**Work item**: The output is the line holding "positive clicks: (296, 234)" and all lines after it to the end of the records below; restate them unchanged and add nothing.

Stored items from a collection
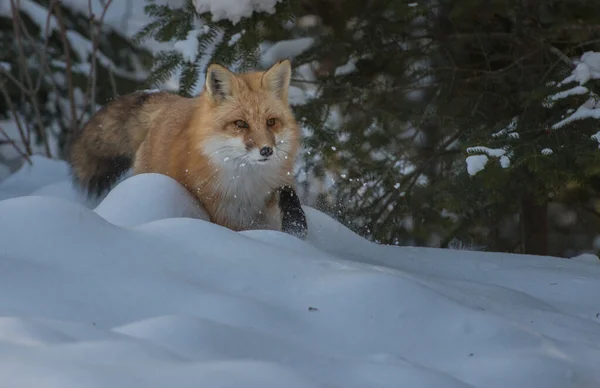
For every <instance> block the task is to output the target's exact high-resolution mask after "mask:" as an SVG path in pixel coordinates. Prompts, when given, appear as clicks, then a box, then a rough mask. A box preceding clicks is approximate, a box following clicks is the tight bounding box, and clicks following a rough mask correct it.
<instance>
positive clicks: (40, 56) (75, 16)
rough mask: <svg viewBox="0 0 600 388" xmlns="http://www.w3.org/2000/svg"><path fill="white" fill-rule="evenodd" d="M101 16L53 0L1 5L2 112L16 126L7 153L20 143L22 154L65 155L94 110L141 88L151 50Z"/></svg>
mask: <svg viewBox="0 0 600 388" xmlns="http://www.w3.org/2000/svg"><path fill="white" fill-rule="evenodd" d="M106 4H107V7H108V6H110V2H108V3H106ZM82 8H86V9H87V6H86V7H82ZM102 17H103V15H102V14H98V15H94V16H93V17H90V15H89V14H88V13H87V12H84V11H83V9H81V10H80V9H77V8H71V6H69V5H67V4H65V3H63V2H60V1H55V0H18V1H17V0H8V3H7V4H3V5H2V6H0V65H1V66H0V91H1V92H2V96H0V116H3V117H4V118H6V119H7V121H6V122H5V123H10V122H12V123H14V125H13V126H12V127H13V128H12V129H13V131H10V130H9V129H10V128H8V127H7V125H6V124H5V127H6V128H4V129H5V134H4V135H5V136H2V135H0V139H1V140H3V141H4V142H5V143H6V142H8V143H10V144H8V145H4V146H3V150H6V149H7V147H9V146H10V145H11V144H13V143H11V142H12V140H14V145H15V146H16V147H17V149H19V150H20V153H21V156H23V157H27V156H28V155H31V154H33V153H42V154H44V155H46V156H52V157H62V155H63V151H64V150H63V148H64V145H65V142H66V141H67V138H68V136H69V134H70V133H72V132H73V131H77V130H78V128H79V127H80V126H81V125H82V124H83V123H84V122H85V121H86V120H87V118H88V117H89V116H90V115H91V114H93V113H94V112H95V111H96V110H97V109H98V108H100V107H101V106H102V105H104V104H105V103H106V102H107V101H109V100H110V99H112V98H114V97H116V96H118V95H120V94H124V93H128V92H131V91H133V90H136V89H139V88H140V87H141V86H142V85H143V81H144V79H145V74H144V73H145V72H147V70H148V69H149V68H150V64H151V60H152V55H151V54H150V53H149V52H148V51H147V50H145V49H142V48H141V47H139V46H137V45H134V44H132V43H131V42H130V41H129V39H128V37H126V36H123V35H122V34H121V33H119V32H118V31H117V30H116V29H114V28H111V27H109V26H107V25H105V24H104V23H103V20H102ZM9 132H10V133H9ZM7 137H9V138H10V139H7ZM11 139H12V140H11Z"/></svg>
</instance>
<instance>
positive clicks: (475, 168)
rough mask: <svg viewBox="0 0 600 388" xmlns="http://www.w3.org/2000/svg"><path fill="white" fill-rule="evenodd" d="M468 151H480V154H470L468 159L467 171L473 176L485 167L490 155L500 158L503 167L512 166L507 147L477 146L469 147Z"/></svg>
mask: <svg viewBox="0 0 600 388" xmlns="http://www.w3.org/2000/svg"><path fill="white" fill-rule="evenodd" d="M467 153H469V154H471V153H479V155H470V156H468V157H467V159H466V163H467V172H468V173H469V175H471V176H472V175H475V174H477V173H478V172H480V171H481V170H483V169H484V168H485V166H486V165H487V163H488V161H489V157H494V158H498V159H499V161H500V166H502V168H508V167H510V158H509V156H508V155H507V151H506V150H505V149H501V148H488V147H484V146H475V147H469V148H467Z"/></svg>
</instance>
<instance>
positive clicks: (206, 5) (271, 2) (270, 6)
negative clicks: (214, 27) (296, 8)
mask: <svg viewBox="0 0 600 388" xmlns="http://www.w3.org/2000/svg"><path fill="white" fill-rule="evenodd" d="M279 1H280V0H193V3H194V6H195V7H196V11H197V12H198V13H205V12H210V13H211V14H212V16H211V17H212V21H215V22H216V21H219V20H223V19H229V20H230V21H231V22H232V23H233V24H236V23H238V22H239V21H240V20H241V19H242V18H243V17H250V16H252V13H253V12H267V13H270V14H272V13H274V12H275V5H276V4H277V3H278V2H279Z"/></svg>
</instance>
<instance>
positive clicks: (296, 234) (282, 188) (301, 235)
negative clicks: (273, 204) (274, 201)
mask: <svg viewBox="0 0 600 388" xmlns="http://www.w3.org/2000/svg"><path fill="white" fill-rule="evenodd" d="M279 210H280V211H281V230H282V231H283V232H285V233H288V234H291V235H293V236H296V237H299V238H301V239H305V238H306V233H307V231H308V226H307V224H306V215H305V214H304V210H302V205H301V204H300V198H298V195H297V194H296V191H295V190H294V189H293V188H292V187H291V186H282V187H280V188H279Z"/></svg>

**Output for this exercise**:
positive clicks: (296, 234) (282, 188) (301, 235)
negative clicks: (273, 204) (274, 201)
mask: <svg viewBox="0 0 600 388" xmlns="http://www.w3.org/2000/svg"><path fill="white" fill-rule="evenodd" d="M279 210H280V211H281V230H282V231H283V232H285V233H288V234H291V235H293V236H296V237H299V238H301V239H305V238H306V233H307V231H308V226H307V224H306V215H305V214H304V210H302V205H301V204H300V198H298V195H297V194H296V191H295V190H294V189H293V188H292V187H291V186H282V187H280V188H279Z"/></svg>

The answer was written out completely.